- **Excerpt provided**:

--- BEGIN ---

# Audi TTS Carpet mats



## Alan Sl (Nov 11, 2009)

Unfortunately it appears that Audi premium car mats are no longer available. Can anyone recommend a company that makes high quality mats for the TT/TTS Roadster.


----------



## pashkito (Mar 26, 2019)

https://www.amazon.com/Genuine-Audi-Acc ... B007VQWALI

Sent from my iPhone using Tapatalk


----------



## Alan Sl (Nov 11, 2009)

pashkito said:


> https://www.amazon.com/Genuine-Audi-Accessories-8J1061520041-Weather/dp/B007VQWALI
> 
> Sent from my iPhone using Tapatalk


Do carpet mats for a mk2 fit the mk3 as the advert refers to the mk2. Ps it's the carpet mats rather than the rubber ones.


----------



## phazer (Apr 2, 2018)

Have Audi stopped shipping the TTS with carpet mats? Mine came with fronts.


----------



## Blade Runner (Feb 16, 2018)

Alan Sl said:


> pashkito said:
> 
> 
> > https://www.amazon.com/Genuine-Audi-Accessories-8J1061520041-Weather/dp/B007VQWALI
> ...

--- END ---

[Location labeling records]
--- BEGIN ---

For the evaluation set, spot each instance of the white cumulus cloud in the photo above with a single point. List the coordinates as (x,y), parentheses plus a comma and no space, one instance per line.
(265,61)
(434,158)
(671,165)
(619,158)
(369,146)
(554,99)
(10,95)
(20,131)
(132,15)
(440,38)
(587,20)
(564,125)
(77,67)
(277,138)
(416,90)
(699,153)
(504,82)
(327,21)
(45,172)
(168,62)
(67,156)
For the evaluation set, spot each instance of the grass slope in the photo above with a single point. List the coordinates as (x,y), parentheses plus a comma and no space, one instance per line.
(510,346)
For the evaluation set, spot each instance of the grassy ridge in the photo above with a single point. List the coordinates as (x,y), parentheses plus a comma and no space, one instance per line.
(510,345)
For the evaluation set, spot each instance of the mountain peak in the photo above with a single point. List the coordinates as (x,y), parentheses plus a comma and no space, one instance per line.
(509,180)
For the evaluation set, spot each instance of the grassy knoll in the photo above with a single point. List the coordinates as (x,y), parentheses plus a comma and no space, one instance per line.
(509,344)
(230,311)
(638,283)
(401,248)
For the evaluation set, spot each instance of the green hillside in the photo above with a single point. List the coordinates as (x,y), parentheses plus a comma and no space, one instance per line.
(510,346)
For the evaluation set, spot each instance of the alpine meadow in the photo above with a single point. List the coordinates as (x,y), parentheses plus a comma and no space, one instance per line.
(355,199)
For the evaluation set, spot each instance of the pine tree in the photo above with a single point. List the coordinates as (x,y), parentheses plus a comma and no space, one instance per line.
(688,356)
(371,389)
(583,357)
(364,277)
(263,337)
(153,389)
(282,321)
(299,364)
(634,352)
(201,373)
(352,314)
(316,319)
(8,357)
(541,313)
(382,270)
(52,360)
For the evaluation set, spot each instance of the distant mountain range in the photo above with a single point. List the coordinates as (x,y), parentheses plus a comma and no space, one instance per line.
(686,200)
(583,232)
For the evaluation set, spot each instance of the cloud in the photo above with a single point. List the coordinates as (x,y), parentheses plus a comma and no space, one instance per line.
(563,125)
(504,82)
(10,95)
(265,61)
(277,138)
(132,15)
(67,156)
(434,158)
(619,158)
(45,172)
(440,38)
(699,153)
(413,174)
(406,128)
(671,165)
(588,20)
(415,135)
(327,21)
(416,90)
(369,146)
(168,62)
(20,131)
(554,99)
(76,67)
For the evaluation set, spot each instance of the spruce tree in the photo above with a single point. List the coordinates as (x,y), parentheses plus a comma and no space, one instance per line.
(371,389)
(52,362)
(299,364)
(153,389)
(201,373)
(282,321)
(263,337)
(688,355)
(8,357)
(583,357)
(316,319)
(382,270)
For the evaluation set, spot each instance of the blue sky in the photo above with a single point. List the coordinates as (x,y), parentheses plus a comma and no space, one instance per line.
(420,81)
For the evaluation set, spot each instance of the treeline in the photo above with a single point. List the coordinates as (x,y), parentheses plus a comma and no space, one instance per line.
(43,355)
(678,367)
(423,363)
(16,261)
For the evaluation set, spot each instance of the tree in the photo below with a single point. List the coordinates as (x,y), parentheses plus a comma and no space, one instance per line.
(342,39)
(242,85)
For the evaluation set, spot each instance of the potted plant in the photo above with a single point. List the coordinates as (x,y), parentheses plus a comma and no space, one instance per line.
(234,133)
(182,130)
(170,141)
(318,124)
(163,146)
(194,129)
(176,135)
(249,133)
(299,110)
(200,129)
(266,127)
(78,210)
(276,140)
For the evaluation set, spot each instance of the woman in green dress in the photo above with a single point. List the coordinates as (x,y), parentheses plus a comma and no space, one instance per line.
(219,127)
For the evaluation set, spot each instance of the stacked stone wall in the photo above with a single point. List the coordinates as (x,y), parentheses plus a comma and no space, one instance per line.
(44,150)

--- END ---

- **Requirements**:
1. Using the carpet mats thread, answer the following:
(a) For which car does Alan Sl want high-quality mats in the first post?
(b) Which generation does the advert refer to, according to Alan Sl's reply to pashkito?
(c) What did phazer's car come with?
2. Decide whether each statement agrees with the carpet mats thread. Answer yes or no, and quote the words from the thread that settle it.
(a) Alan Sl is asking about rubber mats.
(b) pashkito's post was sent using Tapatalk.
(c) phazer's TTS arrived with no carpet mats at all.

- **Task answers**:
1.
(a) The TT/TTS Roadster.
(b) The mk2.
(c) Fronts.

2.
(a) No: "it's the carpet mats rather than the rubber ones."
(b) Yes: "Sent from my iPhone using Tapatalk"
(c) No: "Mine came with fronts."